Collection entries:
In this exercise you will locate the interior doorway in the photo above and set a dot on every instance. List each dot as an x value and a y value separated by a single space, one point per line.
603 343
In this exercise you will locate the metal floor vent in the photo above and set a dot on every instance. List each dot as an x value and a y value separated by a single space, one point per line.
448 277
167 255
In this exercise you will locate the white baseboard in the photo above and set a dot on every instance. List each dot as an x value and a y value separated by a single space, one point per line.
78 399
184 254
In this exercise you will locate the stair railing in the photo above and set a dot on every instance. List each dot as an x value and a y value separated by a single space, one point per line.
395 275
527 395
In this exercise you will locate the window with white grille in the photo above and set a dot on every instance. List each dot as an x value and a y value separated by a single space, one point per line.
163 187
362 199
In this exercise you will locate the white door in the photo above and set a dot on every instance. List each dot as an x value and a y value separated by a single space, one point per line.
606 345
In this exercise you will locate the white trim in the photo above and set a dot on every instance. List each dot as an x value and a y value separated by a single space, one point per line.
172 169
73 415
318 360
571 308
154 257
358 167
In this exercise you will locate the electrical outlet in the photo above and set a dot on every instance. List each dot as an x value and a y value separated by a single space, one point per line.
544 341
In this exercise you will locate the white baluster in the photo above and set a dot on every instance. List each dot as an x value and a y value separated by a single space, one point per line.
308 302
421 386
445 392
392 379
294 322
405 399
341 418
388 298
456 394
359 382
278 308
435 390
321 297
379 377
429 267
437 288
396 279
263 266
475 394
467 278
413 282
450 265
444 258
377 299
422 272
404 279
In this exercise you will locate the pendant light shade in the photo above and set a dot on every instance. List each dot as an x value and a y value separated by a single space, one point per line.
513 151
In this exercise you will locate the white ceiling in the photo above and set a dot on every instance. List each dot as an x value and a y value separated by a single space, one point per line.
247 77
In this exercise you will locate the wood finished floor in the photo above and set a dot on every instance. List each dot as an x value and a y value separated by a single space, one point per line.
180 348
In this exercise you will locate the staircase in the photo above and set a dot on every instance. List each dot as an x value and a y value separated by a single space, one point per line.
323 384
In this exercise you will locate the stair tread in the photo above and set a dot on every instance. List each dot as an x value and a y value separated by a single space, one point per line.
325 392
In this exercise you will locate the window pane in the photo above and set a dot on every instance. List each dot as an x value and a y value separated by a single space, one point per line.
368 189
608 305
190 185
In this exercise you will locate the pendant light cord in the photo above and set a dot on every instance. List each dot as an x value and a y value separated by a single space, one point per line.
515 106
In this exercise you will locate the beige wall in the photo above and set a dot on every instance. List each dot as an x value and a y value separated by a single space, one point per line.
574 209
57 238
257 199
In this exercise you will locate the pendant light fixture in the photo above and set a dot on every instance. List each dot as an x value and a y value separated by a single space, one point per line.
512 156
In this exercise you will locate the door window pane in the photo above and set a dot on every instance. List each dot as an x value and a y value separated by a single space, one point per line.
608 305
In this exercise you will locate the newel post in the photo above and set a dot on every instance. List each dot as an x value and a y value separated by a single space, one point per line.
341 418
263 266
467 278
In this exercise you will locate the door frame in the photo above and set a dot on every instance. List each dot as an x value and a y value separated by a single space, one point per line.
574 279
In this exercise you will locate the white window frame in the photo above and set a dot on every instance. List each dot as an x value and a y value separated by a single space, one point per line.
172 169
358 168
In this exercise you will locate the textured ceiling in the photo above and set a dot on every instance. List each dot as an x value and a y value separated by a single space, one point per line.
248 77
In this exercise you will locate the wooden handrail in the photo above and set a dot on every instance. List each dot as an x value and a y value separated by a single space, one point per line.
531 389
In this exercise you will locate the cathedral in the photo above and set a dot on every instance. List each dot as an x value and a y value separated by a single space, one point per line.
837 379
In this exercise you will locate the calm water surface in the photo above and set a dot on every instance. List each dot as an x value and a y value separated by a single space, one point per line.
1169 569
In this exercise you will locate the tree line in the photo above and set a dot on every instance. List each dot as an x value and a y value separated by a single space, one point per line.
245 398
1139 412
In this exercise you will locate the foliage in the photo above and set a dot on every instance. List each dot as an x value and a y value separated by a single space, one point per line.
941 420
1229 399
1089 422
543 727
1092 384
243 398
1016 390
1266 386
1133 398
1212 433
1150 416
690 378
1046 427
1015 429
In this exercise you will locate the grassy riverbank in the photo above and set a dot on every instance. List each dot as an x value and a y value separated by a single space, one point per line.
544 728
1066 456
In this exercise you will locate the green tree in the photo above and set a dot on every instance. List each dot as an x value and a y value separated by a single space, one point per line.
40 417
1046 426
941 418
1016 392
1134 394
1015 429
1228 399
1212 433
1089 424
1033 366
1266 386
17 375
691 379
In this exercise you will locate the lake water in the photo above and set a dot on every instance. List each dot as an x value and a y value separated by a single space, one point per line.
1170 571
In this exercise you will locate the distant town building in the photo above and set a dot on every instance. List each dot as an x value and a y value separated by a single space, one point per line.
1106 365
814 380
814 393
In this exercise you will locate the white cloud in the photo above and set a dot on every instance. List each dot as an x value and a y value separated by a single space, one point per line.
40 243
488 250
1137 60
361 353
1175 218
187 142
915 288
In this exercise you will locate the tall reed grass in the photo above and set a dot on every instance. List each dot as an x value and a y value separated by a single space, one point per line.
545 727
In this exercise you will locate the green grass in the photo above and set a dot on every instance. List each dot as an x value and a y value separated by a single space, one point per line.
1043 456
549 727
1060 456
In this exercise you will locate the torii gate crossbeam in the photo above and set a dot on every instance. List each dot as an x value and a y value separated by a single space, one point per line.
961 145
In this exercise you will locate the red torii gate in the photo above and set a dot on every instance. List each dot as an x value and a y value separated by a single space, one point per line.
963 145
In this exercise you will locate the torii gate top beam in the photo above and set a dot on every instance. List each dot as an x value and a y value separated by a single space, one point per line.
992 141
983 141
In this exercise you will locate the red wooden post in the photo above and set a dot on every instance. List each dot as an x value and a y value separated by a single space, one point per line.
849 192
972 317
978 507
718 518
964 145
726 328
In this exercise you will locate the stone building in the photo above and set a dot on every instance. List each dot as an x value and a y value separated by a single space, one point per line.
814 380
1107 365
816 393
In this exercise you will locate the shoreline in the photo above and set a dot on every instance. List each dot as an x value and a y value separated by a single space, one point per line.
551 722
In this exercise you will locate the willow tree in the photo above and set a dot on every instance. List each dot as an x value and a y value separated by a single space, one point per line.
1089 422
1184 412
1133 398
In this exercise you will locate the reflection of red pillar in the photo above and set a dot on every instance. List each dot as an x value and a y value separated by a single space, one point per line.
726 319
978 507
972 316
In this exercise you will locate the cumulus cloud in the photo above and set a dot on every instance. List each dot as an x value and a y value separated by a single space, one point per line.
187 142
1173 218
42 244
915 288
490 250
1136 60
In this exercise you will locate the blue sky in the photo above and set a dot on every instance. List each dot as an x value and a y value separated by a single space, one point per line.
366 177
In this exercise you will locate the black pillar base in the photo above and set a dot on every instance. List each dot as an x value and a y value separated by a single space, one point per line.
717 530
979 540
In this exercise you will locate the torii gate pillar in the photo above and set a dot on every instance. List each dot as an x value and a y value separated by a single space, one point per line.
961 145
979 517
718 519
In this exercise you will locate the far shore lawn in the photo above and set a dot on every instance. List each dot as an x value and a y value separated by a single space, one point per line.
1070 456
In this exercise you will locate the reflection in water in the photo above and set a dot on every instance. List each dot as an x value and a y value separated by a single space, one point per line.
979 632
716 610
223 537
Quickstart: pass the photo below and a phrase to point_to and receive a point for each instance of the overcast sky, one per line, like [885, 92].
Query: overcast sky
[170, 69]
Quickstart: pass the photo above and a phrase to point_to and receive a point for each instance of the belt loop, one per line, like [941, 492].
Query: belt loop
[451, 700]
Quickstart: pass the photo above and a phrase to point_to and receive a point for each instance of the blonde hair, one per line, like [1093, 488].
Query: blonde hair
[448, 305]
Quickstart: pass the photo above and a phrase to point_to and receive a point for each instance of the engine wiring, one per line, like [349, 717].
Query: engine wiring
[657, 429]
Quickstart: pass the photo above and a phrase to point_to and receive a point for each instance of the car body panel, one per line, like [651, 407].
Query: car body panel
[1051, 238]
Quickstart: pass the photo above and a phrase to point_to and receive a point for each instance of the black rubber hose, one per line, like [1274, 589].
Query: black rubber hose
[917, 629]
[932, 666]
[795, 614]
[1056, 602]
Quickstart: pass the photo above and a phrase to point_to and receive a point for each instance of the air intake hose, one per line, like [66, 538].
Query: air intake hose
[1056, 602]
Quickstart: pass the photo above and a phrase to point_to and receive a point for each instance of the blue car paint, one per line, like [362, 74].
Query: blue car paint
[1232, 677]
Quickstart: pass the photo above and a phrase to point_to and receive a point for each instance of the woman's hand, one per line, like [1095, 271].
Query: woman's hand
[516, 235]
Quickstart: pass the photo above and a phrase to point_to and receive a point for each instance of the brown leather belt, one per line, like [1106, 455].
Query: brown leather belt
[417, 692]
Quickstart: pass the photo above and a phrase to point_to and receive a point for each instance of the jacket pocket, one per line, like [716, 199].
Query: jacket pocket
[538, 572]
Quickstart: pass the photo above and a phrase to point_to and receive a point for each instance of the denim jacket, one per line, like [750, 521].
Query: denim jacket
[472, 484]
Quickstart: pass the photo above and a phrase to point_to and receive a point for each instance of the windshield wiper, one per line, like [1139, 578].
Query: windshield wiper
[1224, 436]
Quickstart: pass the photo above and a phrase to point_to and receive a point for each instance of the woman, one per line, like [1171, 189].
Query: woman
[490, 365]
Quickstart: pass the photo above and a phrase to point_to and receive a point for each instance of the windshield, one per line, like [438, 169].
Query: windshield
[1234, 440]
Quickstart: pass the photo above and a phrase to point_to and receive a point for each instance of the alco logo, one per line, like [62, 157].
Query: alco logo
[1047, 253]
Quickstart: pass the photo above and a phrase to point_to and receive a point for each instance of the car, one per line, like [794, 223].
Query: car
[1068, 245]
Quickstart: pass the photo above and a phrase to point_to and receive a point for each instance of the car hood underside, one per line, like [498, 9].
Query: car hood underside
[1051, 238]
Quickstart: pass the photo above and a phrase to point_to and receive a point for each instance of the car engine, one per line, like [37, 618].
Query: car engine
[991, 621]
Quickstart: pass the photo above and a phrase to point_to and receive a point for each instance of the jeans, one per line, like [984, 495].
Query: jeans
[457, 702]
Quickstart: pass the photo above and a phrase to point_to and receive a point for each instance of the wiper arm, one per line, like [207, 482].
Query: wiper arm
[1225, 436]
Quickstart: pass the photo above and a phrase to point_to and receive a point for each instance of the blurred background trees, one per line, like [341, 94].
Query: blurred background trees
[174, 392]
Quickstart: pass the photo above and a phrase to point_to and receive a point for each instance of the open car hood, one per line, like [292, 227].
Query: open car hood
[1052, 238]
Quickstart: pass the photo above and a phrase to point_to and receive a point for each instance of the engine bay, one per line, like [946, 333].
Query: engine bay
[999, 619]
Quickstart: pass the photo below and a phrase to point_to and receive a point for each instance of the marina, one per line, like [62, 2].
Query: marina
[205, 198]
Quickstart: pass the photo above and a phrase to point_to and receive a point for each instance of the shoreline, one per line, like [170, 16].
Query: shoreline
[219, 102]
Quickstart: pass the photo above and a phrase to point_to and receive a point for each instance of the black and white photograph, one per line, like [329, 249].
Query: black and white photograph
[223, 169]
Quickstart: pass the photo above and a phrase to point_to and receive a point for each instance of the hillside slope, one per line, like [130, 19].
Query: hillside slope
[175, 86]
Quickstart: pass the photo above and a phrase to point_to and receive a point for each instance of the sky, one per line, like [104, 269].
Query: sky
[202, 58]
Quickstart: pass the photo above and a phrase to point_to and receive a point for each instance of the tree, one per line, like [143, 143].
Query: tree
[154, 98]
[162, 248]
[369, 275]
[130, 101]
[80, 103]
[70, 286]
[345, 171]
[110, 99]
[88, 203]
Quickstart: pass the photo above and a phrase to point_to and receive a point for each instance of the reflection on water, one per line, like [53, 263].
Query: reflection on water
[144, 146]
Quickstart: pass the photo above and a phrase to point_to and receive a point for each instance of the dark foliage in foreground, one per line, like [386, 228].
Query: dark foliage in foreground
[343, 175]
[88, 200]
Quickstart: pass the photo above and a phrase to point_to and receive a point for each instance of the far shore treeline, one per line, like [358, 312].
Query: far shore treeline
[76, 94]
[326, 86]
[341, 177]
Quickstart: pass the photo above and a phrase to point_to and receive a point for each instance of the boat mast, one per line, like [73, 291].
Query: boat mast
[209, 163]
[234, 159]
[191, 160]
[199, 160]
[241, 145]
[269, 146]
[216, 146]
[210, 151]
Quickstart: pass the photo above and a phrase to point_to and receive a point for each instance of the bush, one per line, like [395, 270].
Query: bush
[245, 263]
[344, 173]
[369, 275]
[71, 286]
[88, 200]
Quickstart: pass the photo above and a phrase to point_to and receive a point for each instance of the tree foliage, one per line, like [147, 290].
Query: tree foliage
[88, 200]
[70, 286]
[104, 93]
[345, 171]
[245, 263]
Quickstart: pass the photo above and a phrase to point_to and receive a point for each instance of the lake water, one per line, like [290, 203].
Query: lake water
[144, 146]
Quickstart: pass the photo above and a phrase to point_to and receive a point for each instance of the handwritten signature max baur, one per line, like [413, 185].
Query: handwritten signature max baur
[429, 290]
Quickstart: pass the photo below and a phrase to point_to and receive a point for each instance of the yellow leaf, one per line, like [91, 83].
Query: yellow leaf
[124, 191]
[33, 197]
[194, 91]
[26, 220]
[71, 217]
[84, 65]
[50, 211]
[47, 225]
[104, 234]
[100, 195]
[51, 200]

Task instructions:
Looking at the records above, return exactly the lines from the line with "Query: hillside slope" to the line with "like [395, 270].", both ends included.

The completed task:
Query: hillside slope
[175, 86]
Quickstart: pass the photo above and a phrase to point_to and receive a point for each instance of the sky, one per line, like [104, 269].
Query: sky
[202, 58]
Quickstart: pass the photo above and a phrase to point_to and receive a point for each instance of the tree, one per line, like [143, 143].
Query: tree
[154, 98]
[162, 248]
[369, 275]
[130, 101]
[80, 103]
[70, 286]
[345, 171]
[110, 99]
[88, 203]
Quickstart: pass the photo above and a phrase to point_to and receive a point for each instance of the reflection on water, one per line, like [53, 263].
Query: reflection on water
[144, 146]
Quickstart: pass the photo above and a phrase to point_to and receive a point for each instance of the dark foliage in foreground, one per line, like [386, 228].
Query: dark foliage in foreground
[343, 175]
[88, 200]
Quickstart: pass the photo above and a phrase to point_to and receive a point for each instance of the far shore treeline, one per line, like [358, 312].
Query: far shore treeline
[76, 94]
[326, 86]
[341, 177]
Quickstart: pass the photo above and a phrase to point_to and receive a point for each instance of the boat mast, one per line, like [73, 291].
Query: boat mast
[209, 163]
[234, 159]
[191, 160]
[199, 160]
[241, 145]
[269, 146]
[216, 146]
[210, 151]
Quickstart: pass the photo above and a phrase to point_to and receive a point for each instance of the bush, one per line, like [395, 270].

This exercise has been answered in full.